Document section ▸
◇ ◇ ◇ ◇ ◇
Donald Trump has said he will “stay out” of the General Election campaign because he does not want to “complicate it”.

But, apparently unable to resist giving his two cents, just moments later the US President described Boris Johnson as “very capable”.

The president has repeatedly praised the Prime Minister, claiming people call Mr Johnson “Britain’s Trump” because of their similar styles.

– What has Donald Trump said about the General Election so far?

On October 31 – the day the UK was supposed to leave the European Union – Mr Trump said he wished Mr Johnson and Nigel Farage would team up to form an “unstoppable force”.

Describing them as “two brilliant people”, the US president called for the Prime Minister and the leader of the Brexit Party to “get together”, in what was viewed as him encouraging the two men to form an electoral pact.

Mr Trump hailed Mr Johnson as “the exact right guy for the times”, but also criticised his Brexit deal, claiming it hinders trade with the US.

– It would be fair to say Mr Trump likes Mr Johnson, yes?

It would certainly seem so. Speaking at the start of the Nato summit – with just over a week to go before voters go to the polls – Mr Trump said he thinks Mr Johnson is “very capable”, adding: “I think he’ll do a good job.”

At the weekend, when asked if the president will be briefed not to wade into the General Election on his trip, a senior US administration official said the president is “very conscious” of the fact “we do not interfere”, but added: “He also, as I suspect you know, likes Boris Johnson – Prime Minister Johnson, personally.”

Mr Trump said during the summer that Mr Johnson is “exactly what the UK has been looking for”.

– How does Mr Trump feel about Jeremy Corbyn?

Labour leader Jeremy Corbyn
Labour leader Jeremy Corbyn (David Mirzoeff/PA)

While praising Mr Johnson, Mr Trump was less positive about the Labour leader back in October, warning: “Corbyn would be so bad for your country, he’d be so bad, he’d take you on such a bad way. He’d take you into such bad places.”

Mr Corbyn hit back at the criticism, saying Mr Trump was interfering in a bid to “get his friend Boris Johnson elected”.

But when asked on Tuesday whether he could work with Mr Corbyn, the president was more measured and said: “I can work with anybody, I’m a very easy person to work with.”

– What does Mr Johnson say about all of this?

Ahead of Mr Trump arriving in the UK this week, the Prime Minister said: “When you have close friends and allies like the US and the UK, the best thing is for neither side to get involved in each other’s election campaign.”

As Foreign Secretary in 2016, Mr Johnson told Europeans to cease their “collective whinge-o-rama” over Mr Trump’s triumph, and has praised the president for having “many, many good qualities”, celebrating him for having “got the US economy motoring along”.

But Mr Johnson has not always been so positive about the US President. As London mayor in 2015, he described Mr Trump as “clearly out of his mind” and “unfit” for the White House when the then-presidential candidate called for a ban on Muslims entering the US.

– Where does Jeremy Corbyn stand?

The Labour Party has repeatedly claimed that the health service is “on the table” in a post-Brexit trade deal with the US.

Mr Corbyn has written to Mr Trump asking for “reassurances” that US negotiators would not look to push up UK medicine prices by seeking access to the NHS for major American pharmaceutical companies.

Mr Trump said on Tuesday that America wants “nothing to do with” the NHS.

– What do the Liberal Democrats think?

Following the president’s insistence about the NHS, Liberal Democrat foreign affairs spokesman Chuka Umunna said Mr Trump has “repeatedly made clear” that everything, including the NHS, is on the table in future negotiations.

“Like Boris Johnson, Donald Trump is hardly known for his honesty. Voters will rightly take these comments with a lorry load of salt,” Mr Umunna said.

Lib Dem leader Jo Swinson has previously said Mr Johnson is “modelling himself” on the US president.

Ms Swinson said that that while she would not refuse to engage with Mr Trump there is a “big difference between having a relationship and engaging, and rolling out the red carpet”, which is what she said the Tory Government has done.
◇ ◇ ◇ ◇ ◇
Source information ▸
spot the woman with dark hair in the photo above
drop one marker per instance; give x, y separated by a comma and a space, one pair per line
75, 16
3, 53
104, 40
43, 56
◇ ◇ ◇ ◇ ◇
Instructions ▸
**a)** In the article on Donald Trump and the General Election, why does Mr Trump say he will stay out of the campaign?
**b)** Reproduce the part of the article on Donald Trump and the General Election starting at "Mr Trump said during" and ending at "Corbyn (David Mirzoeff/PA)".
**c)** According to the article on Donald Trump and the General Election, what did Mr Trump say on Tuesday that America wants with the NHS?
The records are separate material and have no connection to the article.

Answers provided ▸
**a)** He says he will stay out because he does not want to "complicate it."

**b)**
Mr Trump said during the summer that Mr Johnson is “exactly what the UK has been looking for”.

– How does Mr Trump feel about Jeremy Corbyn?

Labour leader Jeremy Corbyn
Labour leader Jeremy Corbyn (David Mirzoeff/PA)

**c)** He said America wants "nothing to do with" the NHS.